**WORK ORDER:** Continue the interview with the bindery owner about her decision to stop expanding, starting right after the last sentence shown.

When we published The slow operators last week, several readers wrote in asking the same follow-up question: what, specifically, does the spreadsheet look like when a small-business owner decides not to grow?
Ellen Foley, who runs Foley Bindery in Ballarat and was one of the three founders profiled in that piece, agreed to walk us through the answer. We spoke for an hour in the bindery’s office. What follows is an edited transcript, lightly rearranged for flow. The numbers are hers; she gave permission to publish them on the condition that none be rounded in a way that changed what they described.
I am not a growth story. I am a small-business owner who decided the business was already the right size.
On the decision
Blogbox. Last week you said you stopped expanding in late 2021. What was the specific meeting where that decision happened?
Foley. It was not one meeting. There were three. The first was with my accountant, in July 2021. He had modelled the three-site plan and the numbers were fine. Not spectacular, but fine. The second was with my head bookbinder, in August. She had been with us for eleven years at that point. I asked her whether she wanted to run a second site. She said yes. She said, without a pause, she would rather leave.

**SUPPLIED DATA:**
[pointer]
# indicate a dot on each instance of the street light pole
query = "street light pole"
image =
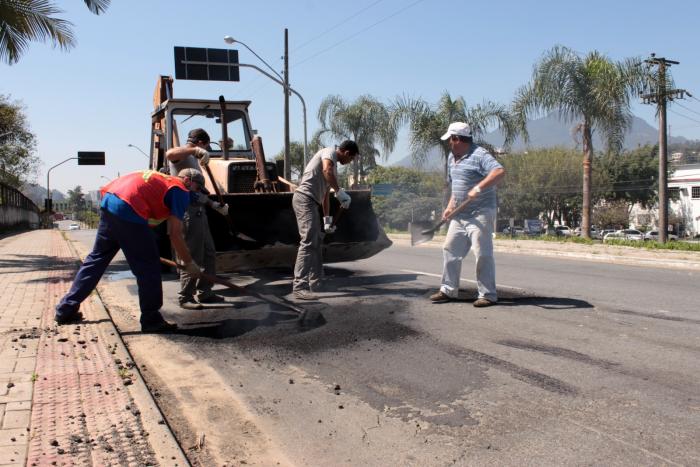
(284, 82)
(49, 204)
(287, 157)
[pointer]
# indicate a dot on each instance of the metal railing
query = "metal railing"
(16, 210)
(686, 159)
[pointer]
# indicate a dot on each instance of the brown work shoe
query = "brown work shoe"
(483, 302)
(440, 297)
(191, 305)
(304, 295)
(162, 327)
(213, 298)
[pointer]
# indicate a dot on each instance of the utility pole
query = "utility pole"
(287, 156)
(659, 96)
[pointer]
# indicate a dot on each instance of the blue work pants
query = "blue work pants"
(138, 243)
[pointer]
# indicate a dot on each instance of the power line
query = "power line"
(340, 23)
(684, 116)
(358, 32)
(686, 108)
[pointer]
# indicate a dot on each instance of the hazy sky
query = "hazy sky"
(98, 96)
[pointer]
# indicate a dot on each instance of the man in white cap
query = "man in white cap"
(473, 173)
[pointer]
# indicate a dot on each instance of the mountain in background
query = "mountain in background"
(550, 132)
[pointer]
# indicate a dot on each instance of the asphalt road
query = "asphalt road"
(580, 363)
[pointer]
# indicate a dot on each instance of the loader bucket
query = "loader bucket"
(268, 219)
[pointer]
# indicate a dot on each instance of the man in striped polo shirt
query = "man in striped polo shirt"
(473, 173)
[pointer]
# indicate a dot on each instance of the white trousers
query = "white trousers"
(462, 235)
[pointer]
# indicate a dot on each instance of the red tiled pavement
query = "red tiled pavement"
(62, 396)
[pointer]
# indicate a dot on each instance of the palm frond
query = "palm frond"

**RESPONSE:**
The third was with me, in September, walking home from the bindery one Friday evening. I was working out what my workweek would look like if we were three sites instead of one. I had run the numbers on the financial side; I had not run the numbers on my time. The minute I did, the decision became obvious.
On what changed next
Blogbox. What changed about how you ran the business after that?
Foley. A lot of small things, some of which I did not expect. We stopped pursuing new wholesale accounts. We raised our consumer prices by roughly 11% over two years, which I had been afraid to do for a decade, because when the pressure to grow is off, the pressure to defend margin becomes easier to act on. We turned down two contracts I would have chased in 2020.
We also changed how we thought about staffing. The team stayed at seven; I am not interested in it being six, and I am not interested in it being eight. When someone leaves, we hire the closest replacement to the role they vacated, which is a boring sentence, but it is also a specific rejection of the idea that each vacancy is an opportunity to redesign.
On the money
Blogbox. You said we could look at the numbers. What do they show?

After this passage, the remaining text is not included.